■ DATA TO PROCESS ■
# # #

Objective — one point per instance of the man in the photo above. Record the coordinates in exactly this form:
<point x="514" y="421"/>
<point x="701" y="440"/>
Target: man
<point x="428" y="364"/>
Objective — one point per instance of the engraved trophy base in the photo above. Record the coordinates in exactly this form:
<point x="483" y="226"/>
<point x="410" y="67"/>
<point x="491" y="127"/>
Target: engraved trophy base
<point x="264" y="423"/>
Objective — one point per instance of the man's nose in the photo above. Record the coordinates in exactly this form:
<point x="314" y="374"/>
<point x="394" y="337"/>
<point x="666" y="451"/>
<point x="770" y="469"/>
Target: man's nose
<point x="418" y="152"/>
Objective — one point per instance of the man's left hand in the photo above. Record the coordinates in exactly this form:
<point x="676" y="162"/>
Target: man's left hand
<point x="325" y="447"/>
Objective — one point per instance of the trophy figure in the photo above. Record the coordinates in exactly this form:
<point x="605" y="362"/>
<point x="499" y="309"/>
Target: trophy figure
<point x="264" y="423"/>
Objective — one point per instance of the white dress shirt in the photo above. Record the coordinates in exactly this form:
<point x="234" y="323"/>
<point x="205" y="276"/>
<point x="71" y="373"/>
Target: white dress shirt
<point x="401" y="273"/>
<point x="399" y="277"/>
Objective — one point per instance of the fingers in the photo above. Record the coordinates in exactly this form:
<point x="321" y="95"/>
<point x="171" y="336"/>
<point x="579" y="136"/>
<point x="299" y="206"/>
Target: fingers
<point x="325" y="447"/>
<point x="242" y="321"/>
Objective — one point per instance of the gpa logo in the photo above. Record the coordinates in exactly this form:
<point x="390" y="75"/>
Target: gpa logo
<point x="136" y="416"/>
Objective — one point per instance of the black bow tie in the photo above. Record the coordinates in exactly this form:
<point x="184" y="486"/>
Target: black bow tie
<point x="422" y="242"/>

# # #

■ WHAT TO PRODUCE ■
Rewrite all of the lines above, swapping "white dress shirt" for "light blue dress shirt" wherever it occurs and leaving everything else as it is.

■ EXERCISE SOLUTION ■
Objective — one point per instance of the man in the photo above. Record the coordinates in exactly this form:
<point x="514" y="421"/>
<point x="701" y="440"/>
Target: man
<point x="428" y="364"/>
Objective — one point per instance of the engraved trophy base in the photo above. Record the coordinates in exactly this form:
<point x="483" y="226"/>
<point x="410" y="67"/>
<point x="491" y="127"/>
Target: engraved trophy base
<point x="264" y="423"/>
Objective — one point per instance of the man's nose in the photo above. Record the coordinates in exactly this form:
<point x="314" y="374"/>
<point x="394" y="337"/>
<point x="666" y="451"/>
<point x="770" y="469"/>
Target: man's nose
<point x="418" y="152"/>
Objective — one point per instance of the man's left hand in the photo above. Record the coordinates in exactly this form:
<point x="676" y="162"/>
Target: man's left hand
<point x="325" y="447"/>
Objective — one point per instance of the trophy figure in the photo above. Record the coordinates in exactly this form:
<point x="605" y="362"/>
<point x="499" y="309"/>
Target: trophy figure
<point x="264" y="423"/>
Objective — one point per instance of the light blue dress shirt in the photo above. Record the coordinates in exactly this form:
<point x="234" y="323"/>
<point x="205" y="276"/>
<point x="71" y="373"/>
Target: light blue dress shirt
<point x="401" y="273"/>
<point x="399" y="277"/>
Objective — one point per instance of the fingers in the photo above. Record the coordinates in exactly this form:
<point x="321" y="95"/>
<point x="171" y="336"/>
<point x="579" y="136"/>
<point x="299" y="206"/>
Target: fingers
<point x="325" y="447"/>
<point x="242" y="321"/>
Objective — one point per instance of the gpa logo in the photo above. Record the coordinates in exactly this form:
<point x="390" y="75"/>
Target: gpa logo
<point x="136" y="416"/>
Objective — one point per instance of the black bow tie in the photo above. Record the coordinates in exactly this form:
<point x="184" y="486"/>
Target: black bow tie
<point x="422" y="242"/>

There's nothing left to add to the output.